▶ PROBLEMS
1) Using the art education text, decide whether each statement agrees with it: (a) Cole brought in compulsory art education as a subject on an equal footing with other subjects; (b) the social change had a positive impact on the Kensington system; (c) children's drawings and paintings came to be viewed as art works. Answer yes or no for each and quote the words of the text that decide it.
2) Revise the art education text between "Although there was" and "as ‘art works’.", inclusive, replacing "compulsory" with "mandatory".

──────── SUPPLIED TEXT ────────

Although there was a large void of disagreement between the two factions of thought (nature & nurture), ‘art education’ became an increasingly important concept to the curriculum of schools and to the educational theories of both sides. Cole is important here in this instance for he implemented the establishment of art schools in England, art training for teachers, and compulsory art education as a subject on an equal footing with other subjects. This is important in relation to the origins of ‘child art’ as well, because it generated interest in children’s drawings and paintings, in such a way that they became viewed as ‘art works’.


In other words, this social change provided the impetus and the infrastructure, wherein the claims and ideas about ‘art’ education and making ‘art-works’, as being essential to a child’s ‘natural’ development, began to be seen as educationally beneficial and logically defensible. With this implementation, and despite the negative impact on the radically nurturist Kensington system, ‘Art education’ (rather than ‘drawing education’) became to be a valid and accepted part of the infrastructure of educational teaching and training (educators).

──────── DATASET SECTION ────────

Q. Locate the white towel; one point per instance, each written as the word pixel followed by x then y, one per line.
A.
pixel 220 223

────────

▶ COMPLETE ANSWERS
1)
(a) Yes: "compulsory art education as a subject on an equal footing with other subjects"
(b) No: "despite the negative impact on the radically nurturist Kensington system"
(c) Yes: "in such a way that they became viewed as ‘art works’"

2)
Although there was a large void of disagreement between the two factions of thought (nature & nurture), ‘art education’ became an increasingly important concept to the curriculum of schools and to the educational theories of both sides. Cole is important here in this instance for he implemented the establishment of art schools in England, art training for teachers, and mandatory art education as a subject on an equal footing with other subjects. This is important in relation to the origins of ‘child art’ as well, because it generated interest in children’s drawings and paintings, in such a way that they became viewed as ‘art works’.